◆ Given exercise A ◆
For each statement (i), (ii), and (iii), decide whether it agrees with the comment thread on interracial relationships. Answer yes or no, and quote the exact words from the comment thread that decide it.
(i) One commenter doubts that many people are consciously in interracial relationships for the "wrong reasons."
(ii) The commenter who replies to Jennifer's post knows the race of her partner.
(iii) One commenter suggests that if the wife is Asian, Asian men may be the most opposed.

* Begin Excerpt to read *

I have long heard that the two groups most opposed to such a union are white males and and Asian men.
Jennifer - thanks for the plug.
Obviously, I already wrote a whole lot on this matter on my blog, so I'll keep this short. But I agree that, in the end, it's doubtful that there are a lot of people that are consciously in interracial relationships for all the "wrong reasons" that people like to bring up on a regular basis. Race and stereotypes are more subtle, of course, but it's crazy to judge people on relationships we know nothing about.
Hopefully, the lack of open criticism is simply because people accept your relationship, period. Of course, I can't be sure on that one.
As far as who would be opposed to your particular combination, I can't really speak to that, not knowing the race of your partner (I followed your link to your blog, so I am aware of your background).
I think it usually falls out that whoever feels like they "lost" a possible dating choice from their own race (in your case, black women) are the most opposed, or upset about interracial relationships. So, if your wife is Asian, then Asian men may be most opposed (leaving white men less involved, or vice versa).
It gets so much more complicated, but I'll just leave it at that - you are welcome to read my "On Interracial Dating" posts if you want more . . .
ecarson--thanks for leaving a comment and sharing your personal observation about your own interracial relationship. I did want to ask for a bit of clarification--I wasn't sure what you mean when you wrote that:
"the two groups most opposed to such a union are white males and Asian men."
Opposed to which unions is my question?

* End Excerpt to read *
* Begin Materials provided *

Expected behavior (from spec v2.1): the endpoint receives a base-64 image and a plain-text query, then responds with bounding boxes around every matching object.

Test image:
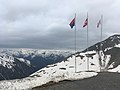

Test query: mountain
[82,35,120,70]
[0,49,72,80]
[0,35,120,90]
[0,53,34,80]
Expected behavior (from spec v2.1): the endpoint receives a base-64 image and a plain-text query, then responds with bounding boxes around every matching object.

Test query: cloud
[0,0,120,49]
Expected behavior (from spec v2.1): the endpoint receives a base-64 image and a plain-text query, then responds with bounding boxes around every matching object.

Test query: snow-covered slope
[0,53,34,80]
[0,35,120,90]
[0,52,97,90]
[0,49,72,80]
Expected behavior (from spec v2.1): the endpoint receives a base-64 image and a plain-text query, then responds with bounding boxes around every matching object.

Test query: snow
[0,51,100,90]
[17,58,31,65]
[115,44,120,48]
[0,72,97,90]
[0,48,74,57]
[108,65,120,73]
[0,53,15,69]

* End Materials provided *

◆ Given exercise B ◆
Convert the lines of the image-labeling entries above into a Markdown table with the columns Row and Line. Number each row, skip blank lines, and leave the pictures out.

◆ Expected output A ◆
(i) Yes: "it's doubtful that there are a lot of people that are consciously in interracial relationships for all the "wrong reasons""
(ii) No: "not knowing the race of your partner"
(iii) Yes: "So, if your wife is Asian, then Asian men may be most opposed"

◆ Expected output B ◆
| Row | Line |
|---|---|
| 1 | Expected behavior (from spec v2.1): the endpoint receives a base-64 image and a plain-text query, then responds with bounding boxes around every matching object. |
| 2 | Test image: |
| 3 | Test query: mountain |
| 4 | [82,35,120,70] |
| 5 | [0,49,72,80] |
| 6 | [0,35,120,90] |
| 7 | [0,53,34,80] |
| 8 | Expected behavior (from spec v2.1): the endpoint receives a base-64 image and a plain-text query, then responds with bounding boxes around every matching object. |
| 9 | Test query: cloud |
| 10 | [0,0,120,49] |
| 11 | Expected behavior (from spec v2.1): the endpoint receives a base-64 image and a plain-text query, then responds with bounding boxes around every matching object. |
| 12 | Test query: snow-covered slope |
| 13 | [0,53,34,80] |
| 14 | [0,35,120,90] |
| 15 | [0,52,97,90] |
| 16 | [0,49,72,80] |
| 17 | Expected behavior (from spec v2.1): the endpoint receives a base-64 image and a plain-text query, then responds with bounding boxes around every matching object. |
| 18 | Test query: snow |
| 19 | [0,51,100,90] |
| 20 | [17,58,31,65] |
| 21 | [115,44,120,48] |
| 22 | [0,72,97,90] |
| 23 | [0,48,74,57] |
| 24 | [108,65,120,73] |
| 25 | [0,53,15,69] |